Stored items
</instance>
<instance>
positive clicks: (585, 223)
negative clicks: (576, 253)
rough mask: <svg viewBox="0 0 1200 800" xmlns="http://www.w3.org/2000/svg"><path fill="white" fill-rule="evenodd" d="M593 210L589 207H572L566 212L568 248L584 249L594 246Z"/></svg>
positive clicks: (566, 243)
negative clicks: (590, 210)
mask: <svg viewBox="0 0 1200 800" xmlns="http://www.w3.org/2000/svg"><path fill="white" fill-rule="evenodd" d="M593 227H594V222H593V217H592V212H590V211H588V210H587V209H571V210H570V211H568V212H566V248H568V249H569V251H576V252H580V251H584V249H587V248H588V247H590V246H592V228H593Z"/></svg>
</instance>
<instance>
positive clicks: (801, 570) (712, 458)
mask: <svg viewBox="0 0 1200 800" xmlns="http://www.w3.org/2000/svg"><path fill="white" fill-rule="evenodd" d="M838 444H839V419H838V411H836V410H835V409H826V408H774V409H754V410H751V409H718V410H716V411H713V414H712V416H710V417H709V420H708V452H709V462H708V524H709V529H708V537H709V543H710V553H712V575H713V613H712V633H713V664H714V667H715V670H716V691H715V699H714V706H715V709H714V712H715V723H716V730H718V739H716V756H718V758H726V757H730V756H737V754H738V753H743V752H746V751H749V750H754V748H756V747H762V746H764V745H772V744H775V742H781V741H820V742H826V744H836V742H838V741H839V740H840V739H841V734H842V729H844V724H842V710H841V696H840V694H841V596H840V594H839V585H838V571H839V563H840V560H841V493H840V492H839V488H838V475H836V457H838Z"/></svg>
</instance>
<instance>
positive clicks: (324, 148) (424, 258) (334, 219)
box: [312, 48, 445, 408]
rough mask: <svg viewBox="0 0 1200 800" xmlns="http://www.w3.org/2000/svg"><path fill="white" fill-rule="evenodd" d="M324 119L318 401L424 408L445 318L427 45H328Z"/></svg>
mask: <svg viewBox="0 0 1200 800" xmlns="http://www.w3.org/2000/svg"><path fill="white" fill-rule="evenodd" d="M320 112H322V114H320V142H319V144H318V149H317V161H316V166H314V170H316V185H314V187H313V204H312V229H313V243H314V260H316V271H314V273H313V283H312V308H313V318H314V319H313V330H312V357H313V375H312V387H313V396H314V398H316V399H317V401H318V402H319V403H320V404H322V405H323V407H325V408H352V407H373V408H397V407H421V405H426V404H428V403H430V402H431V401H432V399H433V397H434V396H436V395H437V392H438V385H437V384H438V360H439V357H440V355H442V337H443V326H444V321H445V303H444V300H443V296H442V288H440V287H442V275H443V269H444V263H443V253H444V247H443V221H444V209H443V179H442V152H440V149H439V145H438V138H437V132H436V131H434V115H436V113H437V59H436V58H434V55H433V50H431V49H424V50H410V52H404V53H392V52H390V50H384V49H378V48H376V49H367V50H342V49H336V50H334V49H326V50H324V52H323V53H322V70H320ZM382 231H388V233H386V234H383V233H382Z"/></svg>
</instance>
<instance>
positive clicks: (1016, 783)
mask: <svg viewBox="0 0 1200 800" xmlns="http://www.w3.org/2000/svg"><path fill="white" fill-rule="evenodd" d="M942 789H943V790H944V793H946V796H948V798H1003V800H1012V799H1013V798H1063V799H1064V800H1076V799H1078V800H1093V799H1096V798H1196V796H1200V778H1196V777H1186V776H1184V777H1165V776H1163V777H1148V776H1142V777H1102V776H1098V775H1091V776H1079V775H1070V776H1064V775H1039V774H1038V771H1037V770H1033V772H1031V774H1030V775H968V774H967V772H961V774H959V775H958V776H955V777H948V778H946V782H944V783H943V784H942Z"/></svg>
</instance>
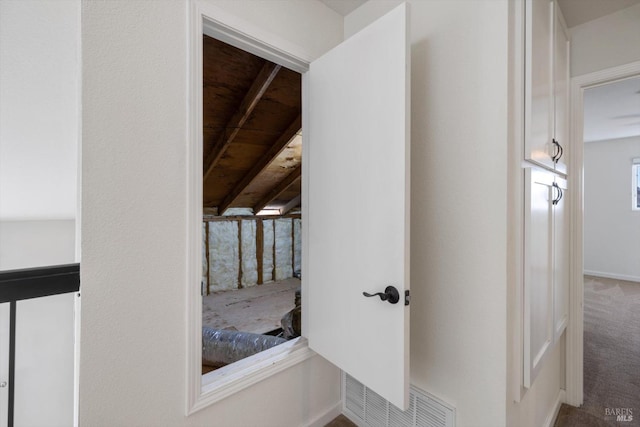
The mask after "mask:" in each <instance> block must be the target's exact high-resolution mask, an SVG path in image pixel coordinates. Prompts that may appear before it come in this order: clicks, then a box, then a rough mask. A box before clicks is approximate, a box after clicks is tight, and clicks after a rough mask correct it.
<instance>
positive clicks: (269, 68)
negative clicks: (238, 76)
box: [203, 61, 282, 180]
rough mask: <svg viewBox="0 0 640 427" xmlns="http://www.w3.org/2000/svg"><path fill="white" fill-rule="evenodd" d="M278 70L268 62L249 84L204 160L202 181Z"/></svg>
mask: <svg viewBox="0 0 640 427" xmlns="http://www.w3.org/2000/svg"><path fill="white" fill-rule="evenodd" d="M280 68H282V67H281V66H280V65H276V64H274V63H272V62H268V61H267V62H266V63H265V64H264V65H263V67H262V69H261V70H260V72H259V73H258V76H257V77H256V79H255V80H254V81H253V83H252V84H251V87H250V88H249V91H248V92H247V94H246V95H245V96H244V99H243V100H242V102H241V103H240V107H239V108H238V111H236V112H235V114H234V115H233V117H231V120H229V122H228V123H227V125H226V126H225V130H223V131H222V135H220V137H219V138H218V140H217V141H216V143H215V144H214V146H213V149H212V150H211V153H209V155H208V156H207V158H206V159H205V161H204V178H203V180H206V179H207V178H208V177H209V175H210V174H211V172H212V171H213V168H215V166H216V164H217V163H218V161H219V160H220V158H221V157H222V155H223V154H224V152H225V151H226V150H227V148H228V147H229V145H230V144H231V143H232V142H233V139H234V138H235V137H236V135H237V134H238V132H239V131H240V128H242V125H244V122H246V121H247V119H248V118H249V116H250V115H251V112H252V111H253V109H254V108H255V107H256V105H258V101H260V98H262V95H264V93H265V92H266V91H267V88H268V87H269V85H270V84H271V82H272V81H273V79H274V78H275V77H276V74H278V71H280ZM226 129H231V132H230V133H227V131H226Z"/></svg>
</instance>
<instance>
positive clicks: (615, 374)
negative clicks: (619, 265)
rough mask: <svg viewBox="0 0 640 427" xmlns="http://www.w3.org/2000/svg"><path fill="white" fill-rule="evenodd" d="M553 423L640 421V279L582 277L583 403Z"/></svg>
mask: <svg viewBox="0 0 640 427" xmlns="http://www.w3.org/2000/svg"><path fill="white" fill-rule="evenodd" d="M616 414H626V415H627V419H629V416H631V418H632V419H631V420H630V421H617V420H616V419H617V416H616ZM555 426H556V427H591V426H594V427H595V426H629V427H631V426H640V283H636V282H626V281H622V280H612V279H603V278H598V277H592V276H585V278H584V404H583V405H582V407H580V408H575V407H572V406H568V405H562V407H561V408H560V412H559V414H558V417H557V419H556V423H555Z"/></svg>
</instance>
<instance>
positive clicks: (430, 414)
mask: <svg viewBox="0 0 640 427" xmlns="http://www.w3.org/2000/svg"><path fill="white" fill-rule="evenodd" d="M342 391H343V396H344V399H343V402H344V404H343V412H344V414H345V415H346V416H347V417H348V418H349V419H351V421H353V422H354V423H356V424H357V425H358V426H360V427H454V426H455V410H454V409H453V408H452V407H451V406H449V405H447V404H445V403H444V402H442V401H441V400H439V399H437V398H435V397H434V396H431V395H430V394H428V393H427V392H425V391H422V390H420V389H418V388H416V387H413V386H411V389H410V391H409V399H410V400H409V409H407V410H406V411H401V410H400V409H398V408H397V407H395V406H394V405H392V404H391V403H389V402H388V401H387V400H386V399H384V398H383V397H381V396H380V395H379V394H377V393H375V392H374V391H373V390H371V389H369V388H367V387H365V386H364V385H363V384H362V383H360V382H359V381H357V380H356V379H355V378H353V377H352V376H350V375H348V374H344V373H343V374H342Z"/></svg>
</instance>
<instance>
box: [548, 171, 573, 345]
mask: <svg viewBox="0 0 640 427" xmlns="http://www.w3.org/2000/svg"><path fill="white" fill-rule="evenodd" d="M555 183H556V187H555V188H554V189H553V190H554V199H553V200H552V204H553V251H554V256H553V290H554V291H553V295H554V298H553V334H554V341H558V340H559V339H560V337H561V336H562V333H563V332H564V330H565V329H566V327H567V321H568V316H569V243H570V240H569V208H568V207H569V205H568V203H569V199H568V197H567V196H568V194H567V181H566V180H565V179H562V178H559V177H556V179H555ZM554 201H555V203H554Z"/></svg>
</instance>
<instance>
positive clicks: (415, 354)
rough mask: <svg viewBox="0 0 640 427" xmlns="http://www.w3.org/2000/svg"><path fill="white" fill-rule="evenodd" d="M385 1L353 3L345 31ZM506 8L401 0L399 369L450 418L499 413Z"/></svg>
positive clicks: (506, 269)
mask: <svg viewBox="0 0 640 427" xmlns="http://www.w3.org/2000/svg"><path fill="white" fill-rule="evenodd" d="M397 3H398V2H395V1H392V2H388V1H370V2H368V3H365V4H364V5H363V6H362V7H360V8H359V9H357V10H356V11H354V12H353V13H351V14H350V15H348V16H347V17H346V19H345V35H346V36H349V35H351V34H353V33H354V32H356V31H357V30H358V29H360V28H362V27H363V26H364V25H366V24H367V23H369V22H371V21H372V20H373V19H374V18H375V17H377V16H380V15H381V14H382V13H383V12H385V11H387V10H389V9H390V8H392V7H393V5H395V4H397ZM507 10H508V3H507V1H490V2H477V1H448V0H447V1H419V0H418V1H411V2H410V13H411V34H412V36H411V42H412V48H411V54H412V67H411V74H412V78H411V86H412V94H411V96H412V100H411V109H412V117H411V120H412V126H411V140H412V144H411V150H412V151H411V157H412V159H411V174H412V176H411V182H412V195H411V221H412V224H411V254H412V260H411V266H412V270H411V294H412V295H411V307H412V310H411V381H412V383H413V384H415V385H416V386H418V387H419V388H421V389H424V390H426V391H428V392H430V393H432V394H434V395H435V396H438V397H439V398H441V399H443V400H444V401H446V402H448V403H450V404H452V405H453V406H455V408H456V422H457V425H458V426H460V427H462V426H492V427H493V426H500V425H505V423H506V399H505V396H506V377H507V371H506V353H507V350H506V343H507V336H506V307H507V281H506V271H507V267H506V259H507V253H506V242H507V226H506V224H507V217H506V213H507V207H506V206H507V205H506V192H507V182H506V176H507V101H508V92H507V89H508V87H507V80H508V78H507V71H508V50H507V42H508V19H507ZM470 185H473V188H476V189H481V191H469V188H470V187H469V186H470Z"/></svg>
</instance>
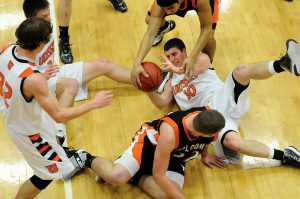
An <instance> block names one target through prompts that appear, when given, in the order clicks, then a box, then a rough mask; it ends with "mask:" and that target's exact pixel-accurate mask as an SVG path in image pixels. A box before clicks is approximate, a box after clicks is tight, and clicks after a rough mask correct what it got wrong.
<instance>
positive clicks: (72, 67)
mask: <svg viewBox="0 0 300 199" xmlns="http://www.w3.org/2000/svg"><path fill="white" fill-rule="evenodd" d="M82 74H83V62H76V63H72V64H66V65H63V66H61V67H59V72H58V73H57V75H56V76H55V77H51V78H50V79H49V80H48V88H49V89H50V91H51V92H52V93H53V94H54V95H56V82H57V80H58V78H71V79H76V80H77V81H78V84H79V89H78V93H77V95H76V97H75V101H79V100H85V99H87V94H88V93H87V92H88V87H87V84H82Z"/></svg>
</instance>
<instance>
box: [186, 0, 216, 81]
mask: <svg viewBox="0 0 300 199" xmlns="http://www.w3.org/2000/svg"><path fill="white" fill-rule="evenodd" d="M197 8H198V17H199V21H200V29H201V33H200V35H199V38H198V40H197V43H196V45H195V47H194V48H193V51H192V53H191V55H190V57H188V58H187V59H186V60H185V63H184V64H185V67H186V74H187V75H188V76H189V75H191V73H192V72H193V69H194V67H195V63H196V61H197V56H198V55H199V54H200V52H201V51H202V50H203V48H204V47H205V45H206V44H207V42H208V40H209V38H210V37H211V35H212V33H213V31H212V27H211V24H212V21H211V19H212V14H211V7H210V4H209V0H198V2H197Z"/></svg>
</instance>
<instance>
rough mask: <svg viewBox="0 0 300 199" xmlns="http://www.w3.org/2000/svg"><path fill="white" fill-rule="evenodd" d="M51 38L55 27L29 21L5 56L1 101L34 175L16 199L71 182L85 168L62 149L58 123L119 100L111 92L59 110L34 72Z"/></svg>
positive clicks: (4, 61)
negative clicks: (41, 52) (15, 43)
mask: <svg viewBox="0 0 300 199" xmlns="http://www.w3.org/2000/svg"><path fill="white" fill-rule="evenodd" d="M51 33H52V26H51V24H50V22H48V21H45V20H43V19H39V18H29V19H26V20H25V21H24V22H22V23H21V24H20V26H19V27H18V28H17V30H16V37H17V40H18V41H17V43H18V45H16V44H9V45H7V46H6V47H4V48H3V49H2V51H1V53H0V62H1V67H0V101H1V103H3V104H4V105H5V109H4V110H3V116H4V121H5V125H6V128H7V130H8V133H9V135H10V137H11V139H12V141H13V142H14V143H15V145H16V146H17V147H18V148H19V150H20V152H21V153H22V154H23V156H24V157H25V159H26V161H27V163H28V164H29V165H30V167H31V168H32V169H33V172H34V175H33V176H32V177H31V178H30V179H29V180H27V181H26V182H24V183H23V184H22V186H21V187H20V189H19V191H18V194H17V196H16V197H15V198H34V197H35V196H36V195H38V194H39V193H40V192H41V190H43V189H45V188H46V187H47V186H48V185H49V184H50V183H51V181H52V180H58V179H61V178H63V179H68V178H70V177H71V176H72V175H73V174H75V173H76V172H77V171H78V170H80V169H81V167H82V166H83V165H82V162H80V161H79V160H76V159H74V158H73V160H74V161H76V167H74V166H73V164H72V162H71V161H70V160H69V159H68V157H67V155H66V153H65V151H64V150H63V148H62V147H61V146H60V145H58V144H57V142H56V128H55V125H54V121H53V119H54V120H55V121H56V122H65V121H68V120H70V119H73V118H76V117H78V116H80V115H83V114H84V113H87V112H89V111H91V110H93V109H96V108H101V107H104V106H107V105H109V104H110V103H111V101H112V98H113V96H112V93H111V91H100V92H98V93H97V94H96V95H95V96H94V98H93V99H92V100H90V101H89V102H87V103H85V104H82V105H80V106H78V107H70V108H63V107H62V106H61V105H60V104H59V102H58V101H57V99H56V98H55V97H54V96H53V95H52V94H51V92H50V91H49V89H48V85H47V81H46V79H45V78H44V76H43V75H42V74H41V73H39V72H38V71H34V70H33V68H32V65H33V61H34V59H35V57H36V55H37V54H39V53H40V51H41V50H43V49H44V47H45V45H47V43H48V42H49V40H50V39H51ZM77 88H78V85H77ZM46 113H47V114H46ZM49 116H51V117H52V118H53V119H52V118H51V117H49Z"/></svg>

### [ACTION ITEM]
From the listing above, copy out each line that contains the word "target".

### [SOLVED PROBLEM]
The mask after "mask:" in each <instance> block must be the target's exact high-resolution mask, an SVG path in image pixel coordinates. Prompts that may appear before it come in this order: clicks, then a box, then a rough mask. A box before clicks is approximate, a box after clicks is tight, and clicks after a rough mask correct it.
An <instance> block names one target through prompts that appear, when given, in the order clicks, then a box, then a rough mask; it ends with "mask:" and that target's exact pixel-accurate mask as an SVG path in image pixels. A box before clicks is approximate, a box after clicks is tight, and clicks after a rough mask correct what it got wrong.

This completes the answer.